## DATA EXCERPTS
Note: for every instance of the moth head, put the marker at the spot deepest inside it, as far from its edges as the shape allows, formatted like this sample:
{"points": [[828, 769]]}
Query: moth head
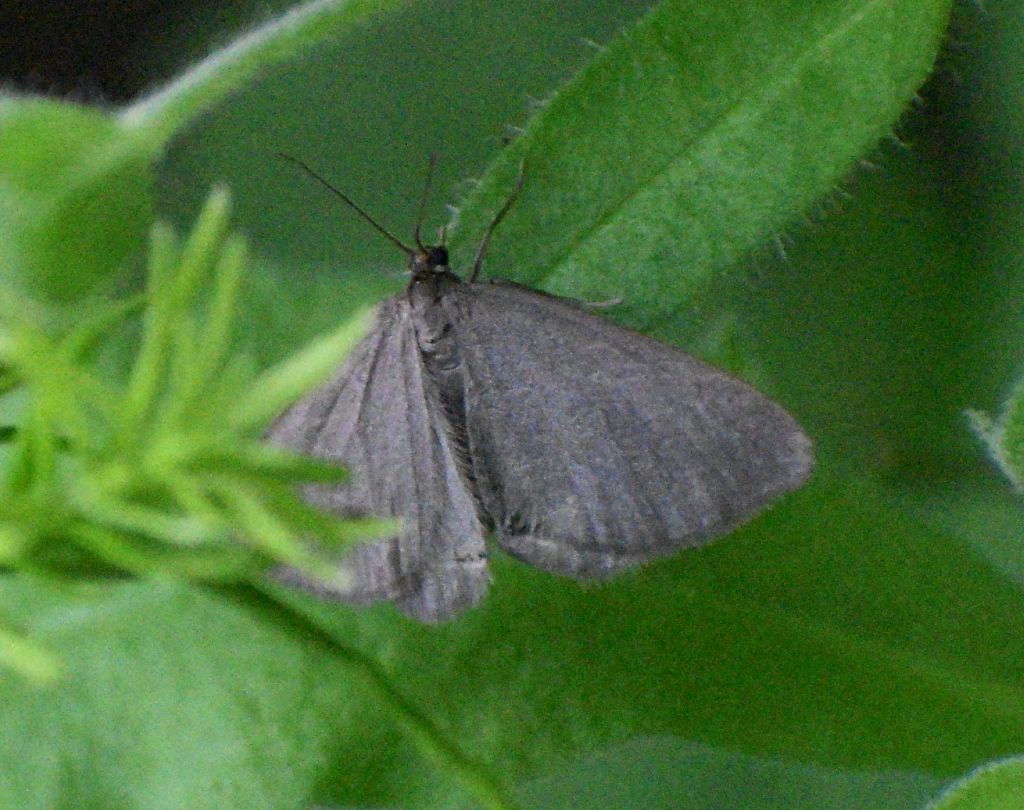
{"points": [[429, 259]]}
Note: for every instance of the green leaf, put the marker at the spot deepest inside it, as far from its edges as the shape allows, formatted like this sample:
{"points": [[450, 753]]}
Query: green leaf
{"points": [[649, 773], [995, 785], [694, 137], [158, 116], [281, 386], [75, 198], [1004, 437]]}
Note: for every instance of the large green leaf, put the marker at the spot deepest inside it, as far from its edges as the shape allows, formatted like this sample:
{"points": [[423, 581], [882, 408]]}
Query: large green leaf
{"points": [[847, 631]]}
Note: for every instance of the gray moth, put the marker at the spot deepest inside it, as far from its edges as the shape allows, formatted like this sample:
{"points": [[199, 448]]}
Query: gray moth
{"points": [[476, 407]]}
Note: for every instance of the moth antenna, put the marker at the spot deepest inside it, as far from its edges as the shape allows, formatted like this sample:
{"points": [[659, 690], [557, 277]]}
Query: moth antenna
{"points": [[480, 251], [423, 202], [346, 199]]}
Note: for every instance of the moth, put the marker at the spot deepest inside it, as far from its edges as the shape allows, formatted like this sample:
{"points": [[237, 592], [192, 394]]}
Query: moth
{"points": [[476, 407]]}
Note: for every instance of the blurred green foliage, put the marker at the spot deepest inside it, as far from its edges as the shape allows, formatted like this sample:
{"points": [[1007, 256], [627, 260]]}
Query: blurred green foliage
{"points": [[858, 645]]}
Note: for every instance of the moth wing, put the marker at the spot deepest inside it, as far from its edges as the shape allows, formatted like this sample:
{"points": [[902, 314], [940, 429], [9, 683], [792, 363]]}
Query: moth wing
{"points": [[595, 448], [374, 418]]}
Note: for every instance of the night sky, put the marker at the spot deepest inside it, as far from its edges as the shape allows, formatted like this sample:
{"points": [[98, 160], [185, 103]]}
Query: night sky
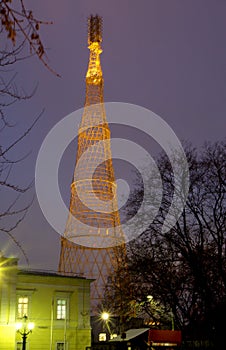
{"points": [[167, 56]]}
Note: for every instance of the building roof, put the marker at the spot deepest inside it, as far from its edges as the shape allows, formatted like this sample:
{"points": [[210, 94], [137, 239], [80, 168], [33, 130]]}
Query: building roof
{"points": [[130, 334]]}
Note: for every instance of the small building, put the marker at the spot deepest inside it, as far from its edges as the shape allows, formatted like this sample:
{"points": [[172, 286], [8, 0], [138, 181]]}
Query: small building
{"points": [[58, 305]]}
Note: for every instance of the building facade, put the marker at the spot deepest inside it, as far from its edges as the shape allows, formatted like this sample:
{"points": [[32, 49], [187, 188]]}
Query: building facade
{"points": [[59, 307]]}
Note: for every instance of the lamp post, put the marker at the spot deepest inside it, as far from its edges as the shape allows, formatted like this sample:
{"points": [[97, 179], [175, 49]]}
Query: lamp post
{"points": [[105, 317], [24, 328]]}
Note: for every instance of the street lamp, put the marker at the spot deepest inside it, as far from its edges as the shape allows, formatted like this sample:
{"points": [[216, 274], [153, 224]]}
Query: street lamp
{"points": [[24, 328], [105, 316]]}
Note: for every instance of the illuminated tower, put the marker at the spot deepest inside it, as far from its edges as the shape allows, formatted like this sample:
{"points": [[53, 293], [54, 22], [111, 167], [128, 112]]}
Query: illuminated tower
{"points": [[93, 243]]}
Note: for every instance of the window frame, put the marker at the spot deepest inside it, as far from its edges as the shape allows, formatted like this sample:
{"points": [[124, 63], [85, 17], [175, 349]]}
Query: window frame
{"points": [[61, 342], [21, 314], [61, 298]]}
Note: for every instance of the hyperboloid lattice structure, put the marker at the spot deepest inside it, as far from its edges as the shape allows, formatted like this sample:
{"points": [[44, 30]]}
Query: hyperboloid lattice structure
{"points": [[93, 243]]}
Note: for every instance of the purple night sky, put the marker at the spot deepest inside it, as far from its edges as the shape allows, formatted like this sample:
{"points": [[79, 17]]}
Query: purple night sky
{"points": [[167, 56]]}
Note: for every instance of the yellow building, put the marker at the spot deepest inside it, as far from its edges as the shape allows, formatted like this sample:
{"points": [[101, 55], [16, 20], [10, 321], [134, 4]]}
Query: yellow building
{"points": [[59, 307]]}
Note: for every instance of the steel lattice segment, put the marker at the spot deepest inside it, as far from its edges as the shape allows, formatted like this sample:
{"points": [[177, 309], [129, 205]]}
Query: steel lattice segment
{"points": [[93, 242]]}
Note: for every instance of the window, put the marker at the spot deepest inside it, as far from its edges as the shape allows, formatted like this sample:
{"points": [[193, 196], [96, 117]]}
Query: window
{"points": [[61, 310], [60, 346], [19, 345], [22, 306]]}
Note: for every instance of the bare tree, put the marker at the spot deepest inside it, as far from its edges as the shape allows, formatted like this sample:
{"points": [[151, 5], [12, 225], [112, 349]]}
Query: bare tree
{"points": [[20, 39], [184, 269]]}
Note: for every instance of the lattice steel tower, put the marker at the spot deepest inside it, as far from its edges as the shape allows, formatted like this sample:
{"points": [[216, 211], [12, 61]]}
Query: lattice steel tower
{"points": [[93, 243]]}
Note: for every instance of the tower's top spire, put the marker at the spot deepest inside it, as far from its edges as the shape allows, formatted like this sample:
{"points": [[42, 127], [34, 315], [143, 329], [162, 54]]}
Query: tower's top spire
{"points": [[94, 29]]}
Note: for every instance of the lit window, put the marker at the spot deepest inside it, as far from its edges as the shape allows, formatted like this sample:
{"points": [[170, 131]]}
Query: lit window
{"points": [[22, 307], [102, 337], [19, 345], [60, 346], [61, 309]]}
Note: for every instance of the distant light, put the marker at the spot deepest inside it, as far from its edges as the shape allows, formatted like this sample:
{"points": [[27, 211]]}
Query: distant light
{"points": [[105, 316], [102, 336], [113, 336], [18, 325], [30, 326]]}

## GIVEN INSTRUCTION
Rewrite the data from the line containing "Note: for every instance of the bare" through the end as a JSON list of strings, one string per line, with blank lines left out.

## EXERCISE RESPONSE
[
  "Note: for every instance of the bare tree, put the marker at the spot deepest inside it, as far from its edges as the shape allows, formatted like this sample:",
  "{\"points\": [[151, 5], [12, 225], [112, 349]]}",
  "Query: bare tree",
  "{\"points\": [[20, 39], [184, 269]]}",
  "Note: for every instance of the lattice steel tower, put the marker at the spot deepest inside it, as far from its edges as the shape allows, formatted like this sample:",
  "{\"points\": [[216, 211], [12, 61]]}",
  "Query: lattice steel tower",
  "{\"points\": [[93, 243]]}",
  "Note: for every instance of the tower's top spire, put the marker at the spot deepest inside it, as far from its edges as the shape allows, formatted like this sample:",
  "{\"points\": [[42, 127], [34, 315], [143, 329], [162, 54]]}",
  "Query: tower's top spire",
  "{\"points\": [[94, 29]]}",
  "Note: for every instance of the lit window, put the marker at the spot deepest inside it, as far from its edges as the shape allows, formatted like this sample:",
  "{\"points\": [[170, 131]]}",
  "Query: lit window",
  "{\"points\": [[22, 307], [102, 337], [19, 345], [60, 346], [61, 309]]}",
  "Note: for every instance of the distant light, put the marker at the spot deepest inside it, as far from its edges as the shape allows, formatted like this sample:",
  "{\"points\": [[27, 211]]}",
  "Query: distant light",
  "{\"points\": [[105, 316], [102, 336], [113, 336], [18, 325], [30, 326]]}"
]